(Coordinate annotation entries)
________________________

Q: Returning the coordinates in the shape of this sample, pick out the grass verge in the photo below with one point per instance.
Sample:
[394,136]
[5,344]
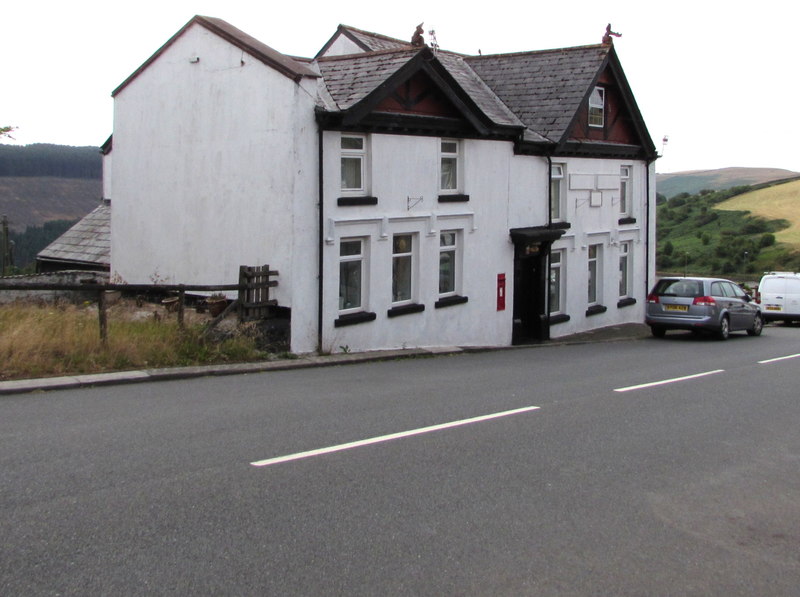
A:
[64,339]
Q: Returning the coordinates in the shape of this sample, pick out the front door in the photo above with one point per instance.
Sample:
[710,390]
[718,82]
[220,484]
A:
[530,294]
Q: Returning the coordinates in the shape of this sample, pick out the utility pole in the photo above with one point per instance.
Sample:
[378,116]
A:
[5,249]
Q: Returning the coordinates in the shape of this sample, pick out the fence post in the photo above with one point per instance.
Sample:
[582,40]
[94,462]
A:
[181,297]
[101,310]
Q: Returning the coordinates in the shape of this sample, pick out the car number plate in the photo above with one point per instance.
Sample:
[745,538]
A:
[682,308]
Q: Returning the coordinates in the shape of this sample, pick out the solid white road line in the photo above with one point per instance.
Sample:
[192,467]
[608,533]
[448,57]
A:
[791,356]
[666,381]
[386,438]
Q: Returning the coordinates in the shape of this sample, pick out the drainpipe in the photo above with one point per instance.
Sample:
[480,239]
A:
[320,244]
[647,229]
[549,190]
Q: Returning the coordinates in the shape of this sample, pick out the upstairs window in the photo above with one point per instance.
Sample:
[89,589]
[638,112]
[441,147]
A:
[625,190]
[556,192]
[597,106]
[354,157]
[448,172]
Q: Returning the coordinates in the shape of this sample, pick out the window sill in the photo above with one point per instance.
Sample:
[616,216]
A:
[454,198]
[405,310]
[354,318]
[450,301]
[596,310]
[350,201]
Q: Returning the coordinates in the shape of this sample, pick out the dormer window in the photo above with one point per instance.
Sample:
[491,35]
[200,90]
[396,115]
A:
[597,105]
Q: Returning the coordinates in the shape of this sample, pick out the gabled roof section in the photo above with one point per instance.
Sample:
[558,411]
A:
[545,88]
[357,83]
[260,51]
[366,40]
[88,241]
[548,89]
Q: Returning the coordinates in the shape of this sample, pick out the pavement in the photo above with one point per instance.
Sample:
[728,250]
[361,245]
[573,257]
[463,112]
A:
[614,333]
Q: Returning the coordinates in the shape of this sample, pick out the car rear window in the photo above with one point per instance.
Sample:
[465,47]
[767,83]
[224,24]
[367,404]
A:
[772,285]
[682,288]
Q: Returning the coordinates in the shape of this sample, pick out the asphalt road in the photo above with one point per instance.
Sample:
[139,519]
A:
[611,486]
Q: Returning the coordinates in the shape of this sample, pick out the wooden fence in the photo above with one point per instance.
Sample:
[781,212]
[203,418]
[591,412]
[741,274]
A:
[253,300]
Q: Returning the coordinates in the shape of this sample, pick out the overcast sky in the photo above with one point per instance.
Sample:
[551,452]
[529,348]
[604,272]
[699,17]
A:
[721,81]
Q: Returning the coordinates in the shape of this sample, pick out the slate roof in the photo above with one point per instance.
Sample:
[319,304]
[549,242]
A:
[546,88]
[350,78]
[374,42]
[88,241]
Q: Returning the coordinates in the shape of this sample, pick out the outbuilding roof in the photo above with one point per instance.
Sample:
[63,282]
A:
[87,242]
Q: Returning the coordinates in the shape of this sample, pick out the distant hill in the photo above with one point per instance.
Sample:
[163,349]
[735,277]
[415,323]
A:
[32,201]
[44,182]
[694,181]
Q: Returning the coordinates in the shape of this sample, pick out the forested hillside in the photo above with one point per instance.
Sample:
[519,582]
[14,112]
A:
[44,189]
[40,183]
[42,159]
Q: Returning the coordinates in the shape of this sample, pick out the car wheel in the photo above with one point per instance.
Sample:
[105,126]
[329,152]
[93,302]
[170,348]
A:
[758,325]
[724,329]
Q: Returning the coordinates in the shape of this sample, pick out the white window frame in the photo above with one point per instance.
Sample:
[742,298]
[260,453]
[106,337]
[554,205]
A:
[557,281]
[595,273]
[557,174]
[625,268]
[363,261]
[455,249]
[409,253]
[625,186]
[456,157]
[597,107]
[361,156]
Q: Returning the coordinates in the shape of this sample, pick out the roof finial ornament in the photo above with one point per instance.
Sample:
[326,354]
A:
[434,43]
[608,38]
[417,40]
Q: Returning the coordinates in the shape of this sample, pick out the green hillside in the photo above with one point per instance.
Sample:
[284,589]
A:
[694,181]
[697,235]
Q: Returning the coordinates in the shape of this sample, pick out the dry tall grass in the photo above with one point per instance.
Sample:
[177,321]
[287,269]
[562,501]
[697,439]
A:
[64,339]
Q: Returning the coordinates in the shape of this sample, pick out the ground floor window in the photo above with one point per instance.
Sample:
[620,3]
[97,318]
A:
[351,275]
[595,273]
[402,268]
[556,282]
[448,261]
[624,269]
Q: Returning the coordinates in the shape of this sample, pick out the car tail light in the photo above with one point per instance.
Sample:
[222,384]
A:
[704,301]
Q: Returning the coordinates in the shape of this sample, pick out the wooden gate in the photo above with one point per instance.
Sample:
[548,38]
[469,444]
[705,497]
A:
[254,285]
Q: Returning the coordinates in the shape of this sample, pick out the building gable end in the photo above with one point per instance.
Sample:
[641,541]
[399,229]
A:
[268,56]
[622,127]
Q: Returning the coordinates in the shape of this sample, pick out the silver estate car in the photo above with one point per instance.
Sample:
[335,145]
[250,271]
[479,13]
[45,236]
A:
[702,304]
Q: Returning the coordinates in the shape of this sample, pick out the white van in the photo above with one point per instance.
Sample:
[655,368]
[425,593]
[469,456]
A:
[779,295]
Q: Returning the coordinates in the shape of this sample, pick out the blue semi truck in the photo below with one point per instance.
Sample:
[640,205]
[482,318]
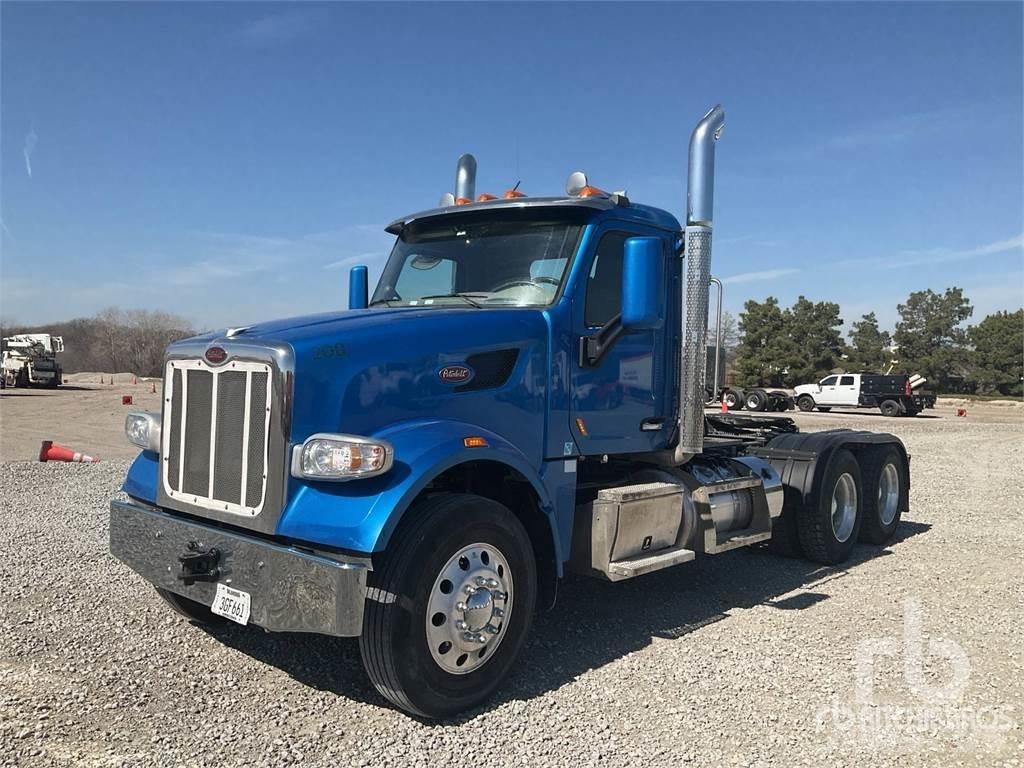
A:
[521,396]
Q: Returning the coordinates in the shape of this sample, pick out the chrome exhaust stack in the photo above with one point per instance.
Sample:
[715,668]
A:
[465,179]
[699,204]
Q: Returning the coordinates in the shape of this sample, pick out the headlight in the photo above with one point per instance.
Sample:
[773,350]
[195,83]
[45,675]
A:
[142,428]
[341,457]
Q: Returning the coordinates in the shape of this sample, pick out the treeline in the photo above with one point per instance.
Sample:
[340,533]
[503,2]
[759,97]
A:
[115,340]
[803,343]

________________________

_Exercise requirements_. Reproduce the listing exactly. Leave its pictures out.

_Written solution_.
Q: Returning the coordinates in the shape of this sample, pick out the grass verge in the photo below with one point per instance.
Sample:
[394,136]
[5,344]
A:
[64,339]
Q: Returning the coordinates in the shape of this sample, pick out the front door in the photo above with one point per instance.
Sample:
[710,390]
[718,82]
[220,484]
A:
[530,294]
Q: Returning the coordinates in the shape of this sample, pick out the utility pole in the photo above with one point per instance.
Sample:
[378,116]
A:
[5,249]
Q: Returning the coordinates in the shape of this sample, pick out the fence post in the photo above with one point per instance.
Sample:
[582,40]
[94,462]
A:
[181,297]
[101,310]
Q: Returning the coordinates in the shape of this sample, pick out the car number plate in the photo above with one point per instance.
Sample:
[745,538]
A:
[682,308]
Q: Returning the coordinates in the shape of this sample, pick out the solid white road line in the photo above with one point per instance.
Sample:
[192,467]
[608,533]
[448,57]
A:
[791,356]
[666,381]
[386,438]
Q: Returning the coordinates in the shape of this sample, pick out the drainpipe in the photo above with one point per instance.
Sample:
[480,239]
A:
[320,244]
[647,229]
[549,190]
Q: Returning the coordinates in the shape of this sample, pick out the upstairs window in the photo above with one point per instance.
Sample:
[89,589]
[638,112]
[441,147]
A:
[625,190]
[556,192]
[597,106]
[354,157]
[448,172]
Q: Returning the coordinates in the shape of this sample, pick out the window sill in the photo above with one point per instance.
Sample:
[616,216]
A:
[454,198]
[405,310]
[354,318]
[450,301]
[596,310]
[350,201]
Q: Returning the coordinates in the shape of this sample, pick out the dormer window in the photo above with one point per instance.
Sample:
[491,35]
[200,90]
[396,115]
A:
[597,105]
Q: Returning the coordinates in the shape of this sample, pick out the gabled roof section in the photo above with one point per instance.
Sample:
[558,411]
A:
[545,88]
[357,83]
[260,51]
[366,40]
[88,241]
[548,89]
Q: Returning the coordinates in the shape of this sample, pick out the pavement in the photo above with one point per instance.
Sample:
[728,250]
[361,245]
[573,257]
[463,112]
A:
[614,333]
Q: Returning the coordinates in the shape of this sample, pick out the car rear window in the photo above with one point per instance.
Sample:
[465,47]
[767,83]
[224,24]
[367,404]
A:
[772,285]
[682,288]
Q: Returning the coordinates in the shape of this sample, pick out the asphalt road in the photo above with one point per instance.
Sample:
[139,519]
A:
[611,486]
Q: Returning the coordinates in the shape of this sample, pick out the wooden fence in the photo above with one point per instance.
Sample:
[781,212]
[203,418]
[591,412]
[741,274]
A:
[253,300]
Q: Returning the coordinates in the shape of this sample, pick out the overcast sky in the photo above with one point per instance.
Sample:
[551,452]
[529,348]
[604,272]
[699,17]
A:
[721,81]
Q: Returning the coordinates in the shape of this sample, pick out the slate roof in the photo above with one point per instance.
Sample:
[319,304]
[549,242]
A:
[546,88]
[350,78]
[374,42]
[88,241]
Q: Returning the coordinates in the shape of this sample, pick out the outbuilding roof in the photo above with one point per instance.
Sample:
[63,282]
A:
[87,242]
Q: Returning the coordinates in the shape of this sample, pick out the distant hill in the photo above with one point per instance.
Sample:
[163,349]
[735,277]
[415,323]
A:
[32,201]
[44,182]
[694,181]
Q: Returning the coordinates in the shape of this sample, pick out the forested hillside in the photo above with one point per instance.
Sample:
[519,582]
[14,112]
A:
[44,189]
[40,183]
[42,159]
Q: Returning the coordinates in the shape of this sample, pick out the car wheel in the photo above with one point per instance.
Sample:
[105,126]
[329,152]
[93,302]
[170,348]
A:
[758,325]
[724,329]
Q: Returning the coordinates in the shape of this sample, pick out the white window frame in the photo above with one point per instance.
Sample:
[742,298]
[260,453]
[106,337]
[554,205]
A:
[557,281]
[595,273]
[557,174]
[625,268]
[363,261]
[455,249]
[409,253]
[625,186]
[456,157]
[597,107]
[361,156]
Q: Returning the coordinates in the shape of this sample, pick out the roof finial ornament in the photo above with one point per instance.
Sample:
[326,354]
A:
[434,43]
[608,38]
[417,40]
Q: Returning the coordinates in the shape of this sample, pick out the green hillside in the photo above with one point per instance.
Sample:
[284,589]
A:
[694,181]
[697,235]
Q: Returning the coordinates in the shape of this sample, pick out the dry tall grass in the photo above with one point per instance.
Sample:
[177,321]
[287,269]
[562,501]
[697,439]
A:
[64,339]
Q: Returning the coordinates in the shape of this sample, pick out the ground floor window in the photo above with one point per instance.
Sample:
[620,3]
[97,318]
A:
[351,275]
[595,273]
[402,268]
[556,282]
[448,261]
[624,269]
Q: Returning the coordinates in the shape of this sample, pick out the car tail light in the photo above with one point per instance.
Sample:
[222,384]
A:
[704,301]
Q: Returning the coordinates in the shape of this sample, pick out the wooden gate in the photo above with one point per instance.
Sample:
[548,38]
[469,444]
[705,497]
A:
[254,285]
Q: Returning the coordinates in the shape of this sample, pick out the building gable end in the photo above with one point per instance.
Sample:
[641,541]
[399,229]
A:
[268,56]
[622,127]
Q: Returning the coordinates in the shape of this sample, pick out the silver estate car in the photo above with one point per instance.
Sample:
[335,145]
[250,271]
[479,13]
[45,236]
A:
[702,304]
Q: Returning the coordinates in the shape of this sample, pick out the white van in the photo above with one point per instance.
Sample:
[655,368]
[425,593]
[469,456]
A:
[779,295]
Q: Returning the coordinates in the shape of this sample, pick out the blue semi truck in the photo below with one point per instance.
Sample:
[640,205]
[482,318]
A:
[521,396]
Q: Returning the coordinates in the shape of this sample, pick out the chrome exhaust stack in the photo above with one point per instance.
Sample:
[715,668]
A:
[465,179]
[699,204]
Q: Returning the coordinates in the shape of this sample, pick out the headlight in the photo above with one point per instance.
Sample:
[773,350]
[195,83]
[45,675]
A:
[142,428]
[341,457]
Q: Returning the coordinates in the shape of this sample, pick out the treeline in the photo above with one point per instance.
Sample:
[340,533]
[503,2]
[759,97]
A:
[115,340]
[803,343]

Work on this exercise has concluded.